Would anyone in the media have believed Hannity if he called police and they showed up to question him while he was still wearing a heavy chain around his neck and was covered in scratches and bruises?
Furthermore, I don’t even think Hannity would stand to gain much from this attack because white men don’t rank high enough on the pyramid of victimization. In fact, if this actually happened to him and he wasn’t seriously injured, I’d be inclined to tell Hannity just to say nothing about the attack because it would only hurt his career because many would immediately accuse him of racism for saying he’d been attacked by two black men, even if it happened.
Think about this for a moment, if what Jussie Smollett alleged happened to Sean Hannity, except the races were reversed, and he reported it, even if it was all true, it would probably hurt Hannity’s career.
Because do you know what many in the media would say? Well, Hannity’s show and Trump’s America left these black men feeling that their only option was to lash out at a powerful white man.
Seriously, you know this is true.
Hell, if Jussie Smollett had been a gay, transgender, Muslim, black man/woman, he probably would have been awarded an ESPY for courage even if his story was 100% made up.

**Data listing:**
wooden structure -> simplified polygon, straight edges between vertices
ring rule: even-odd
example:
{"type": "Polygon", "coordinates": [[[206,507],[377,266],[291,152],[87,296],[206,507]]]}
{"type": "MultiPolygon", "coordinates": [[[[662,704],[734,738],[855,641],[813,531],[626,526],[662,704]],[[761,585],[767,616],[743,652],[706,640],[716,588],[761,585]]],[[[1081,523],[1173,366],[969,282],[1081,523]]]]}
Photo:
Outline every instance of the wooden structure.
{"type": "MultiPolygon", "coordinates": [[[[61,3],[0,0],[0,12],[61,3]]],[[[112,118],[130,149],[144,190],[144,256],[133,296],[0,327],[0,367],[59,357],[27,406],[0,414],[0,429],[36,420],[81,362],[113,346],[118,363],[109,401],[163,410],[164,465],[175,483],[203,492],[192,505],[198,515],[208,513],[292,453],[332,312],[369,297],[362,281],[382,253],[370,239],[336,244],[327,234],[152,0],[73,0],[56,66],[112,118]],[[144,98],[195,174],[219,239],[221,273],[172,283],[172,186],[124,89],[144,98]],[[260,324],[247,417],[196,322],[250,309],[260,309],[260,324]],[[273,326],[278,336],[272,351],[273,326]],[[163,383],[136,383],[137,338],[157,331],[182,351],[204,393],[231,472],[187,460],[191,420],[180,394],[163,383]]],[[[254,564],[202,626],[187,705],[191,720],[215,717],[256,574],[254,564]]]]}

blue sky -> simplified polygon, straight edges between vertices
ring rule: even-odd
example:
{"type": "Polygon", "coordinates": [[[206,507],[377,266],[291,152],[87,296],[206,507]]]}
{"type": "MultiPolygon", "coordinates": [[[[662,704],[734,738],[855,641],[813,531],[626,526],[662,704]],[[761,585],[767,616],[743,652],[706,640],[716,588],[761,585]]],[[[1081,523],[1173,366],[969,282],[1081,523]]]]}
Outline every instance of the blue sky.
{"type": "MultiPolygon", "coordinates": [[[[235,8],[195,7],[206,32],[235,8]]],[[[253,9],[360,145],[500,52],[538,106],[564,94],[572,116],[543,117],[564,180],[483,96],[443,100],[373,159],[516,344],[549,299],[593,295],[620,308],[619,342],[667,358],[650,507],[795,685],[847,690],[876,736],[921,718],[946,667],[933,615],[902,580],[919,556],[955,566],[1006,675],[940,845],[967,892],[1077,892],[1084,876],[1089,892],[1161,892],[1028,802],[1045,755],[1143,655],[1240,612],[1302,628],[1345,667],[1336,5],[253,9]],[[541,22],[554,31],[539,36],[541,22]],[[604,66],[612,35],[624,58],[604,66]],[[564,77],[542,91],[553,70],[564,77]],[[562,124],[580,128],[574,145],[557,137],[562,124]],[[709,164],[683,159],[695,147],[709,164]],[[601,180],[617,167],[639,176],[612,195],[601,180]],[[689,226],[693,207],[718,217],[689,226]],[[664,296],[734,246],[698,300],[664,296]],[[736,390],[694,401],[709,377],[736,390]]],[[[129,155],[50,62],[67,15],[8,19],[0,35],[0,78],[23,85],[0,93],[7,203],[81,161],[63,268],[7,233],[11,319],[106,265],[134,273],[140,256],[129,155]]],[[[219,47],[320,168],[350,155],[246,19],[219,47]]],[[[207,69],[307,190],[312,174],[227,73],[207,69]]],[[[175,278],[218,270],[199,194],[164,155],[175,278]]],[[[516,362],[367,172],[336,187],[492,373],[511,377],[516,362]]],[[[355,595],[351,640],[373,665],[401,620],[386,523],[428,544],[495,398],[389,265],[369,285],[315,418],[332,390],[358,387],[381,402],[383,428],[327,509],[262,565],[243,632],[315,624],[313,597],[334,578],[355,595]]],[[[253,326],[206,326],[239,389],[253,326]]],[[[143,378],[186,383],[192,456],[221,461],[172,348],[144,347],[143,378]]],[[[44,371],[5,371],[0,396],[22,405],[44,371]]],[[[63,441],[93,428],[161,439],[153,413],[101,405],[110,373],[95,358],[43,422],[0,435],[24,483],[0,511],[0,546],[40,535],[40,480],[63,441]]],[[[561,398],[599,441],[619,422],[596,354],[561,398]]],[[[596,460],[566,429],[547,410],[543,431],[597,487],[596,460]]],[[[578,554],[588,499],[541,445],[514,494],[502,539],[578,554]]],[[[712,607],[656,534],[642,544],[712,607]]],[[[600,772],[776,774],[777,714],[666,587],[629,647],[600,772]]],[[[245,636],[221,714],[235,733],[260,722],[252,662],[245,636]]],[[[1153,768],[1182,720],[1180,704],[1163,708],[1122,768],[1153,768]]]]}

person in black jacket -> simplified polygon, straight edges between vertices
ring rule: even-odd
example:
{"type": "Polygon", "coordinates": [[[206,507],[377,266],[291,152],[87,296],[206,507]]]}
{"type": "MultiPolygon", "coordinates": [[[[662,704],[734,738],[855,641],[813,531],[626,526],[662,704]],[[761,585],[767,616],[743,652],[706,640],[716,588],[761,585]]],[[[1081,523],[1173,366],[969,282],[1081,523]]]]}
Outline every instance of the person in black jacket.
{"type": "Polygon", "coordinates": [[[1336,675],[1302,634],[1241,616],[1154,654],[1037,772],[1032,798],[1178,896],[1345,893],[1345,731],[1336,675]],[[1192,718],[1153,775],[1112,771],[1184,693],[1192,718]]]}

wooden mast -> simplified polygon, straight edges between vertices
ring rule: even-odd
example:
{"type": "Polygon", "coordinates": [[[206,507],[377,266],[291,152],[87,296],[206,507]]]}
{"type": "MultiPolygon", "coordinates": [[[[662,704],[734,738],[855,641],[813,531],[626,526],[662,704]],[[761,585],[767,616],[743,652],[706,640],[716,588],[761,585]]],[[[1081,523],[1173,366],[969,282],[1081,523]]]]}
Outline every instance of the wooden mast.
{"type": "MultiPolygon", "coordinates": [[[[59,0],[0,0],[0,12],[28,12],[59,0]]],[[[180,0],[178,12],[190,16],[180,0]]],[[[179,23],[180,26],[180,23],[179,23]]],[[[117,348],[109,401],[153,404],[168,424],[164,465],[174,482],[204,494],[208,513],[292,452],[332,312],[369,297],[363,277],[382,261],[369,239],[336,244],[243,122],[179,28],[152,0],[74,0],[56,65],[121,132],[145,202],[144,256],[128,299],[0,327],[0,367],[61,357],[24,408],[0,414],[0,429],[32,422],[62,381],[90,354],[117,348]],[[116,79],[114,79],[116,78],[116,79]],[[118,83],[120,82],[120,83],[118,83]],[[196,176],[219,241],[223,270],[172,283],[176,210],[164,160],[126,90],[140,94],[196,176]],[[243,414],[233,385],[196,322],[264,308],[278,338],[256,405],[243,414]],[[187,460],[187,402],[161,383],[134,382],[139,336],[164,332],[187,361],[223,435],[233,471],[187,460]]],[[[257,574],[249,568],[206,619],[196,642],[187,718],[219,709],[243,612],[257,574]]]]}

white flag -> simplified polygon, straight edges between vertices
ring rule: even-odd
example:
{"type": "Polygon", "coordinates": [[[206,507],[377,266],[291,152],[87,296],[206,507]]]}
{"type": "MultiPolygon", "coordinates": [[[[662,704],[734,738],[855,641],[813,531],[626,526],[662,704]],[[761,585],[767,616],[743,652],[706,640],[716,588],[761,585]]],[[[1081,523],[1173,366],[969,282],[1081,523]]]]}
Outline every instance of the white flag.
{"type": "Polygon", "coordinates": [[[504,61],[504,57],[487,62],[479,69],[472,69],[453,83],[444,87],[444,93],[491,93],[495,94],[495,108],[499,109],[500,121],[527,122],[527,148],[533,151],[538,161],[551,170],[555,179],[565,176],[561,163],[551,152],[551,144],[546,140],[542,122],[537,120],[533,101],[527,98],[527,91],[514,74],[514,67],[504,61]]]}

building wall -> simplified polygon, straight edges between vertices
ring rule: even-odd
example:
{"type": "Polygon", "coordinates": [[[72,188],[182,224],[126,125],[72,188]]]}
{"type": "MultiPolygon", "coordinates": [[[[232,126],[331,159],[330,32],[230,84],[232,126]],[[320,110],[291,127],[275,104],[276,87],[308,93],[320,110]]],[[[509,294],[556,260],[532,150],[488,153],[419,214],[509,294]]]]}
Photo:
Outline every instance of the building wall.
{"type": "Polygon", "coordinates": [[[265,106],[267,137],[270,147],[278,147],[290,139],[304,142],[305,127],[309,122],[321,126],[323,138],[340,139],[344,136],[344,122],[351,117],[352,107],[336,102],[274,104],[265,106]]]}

**Your instructions:** Reproduce the Smollett and Hannity commentary above word for word, from "Would anyone in" up to and including "if it happened.".

**Reply:**
Would anyone in the media have believed Hannity if he called police and they showed up to question him while he was still wearing a heavy chain around his neck and was covered in scratches and bruises?
Furthermore, I don’t even think Hannity would stand to gain much from this attack because white men don’t rank high enough on the pyramid of victimization. In fact, if this actually happened to him and he wasn’t seriously injured, I’d be inclined to tell Hannity just to say nothing about the attack because it would only hurt his career because many would immediately accuse him of racism for saying he’d been attacked by two black men, even if it happened.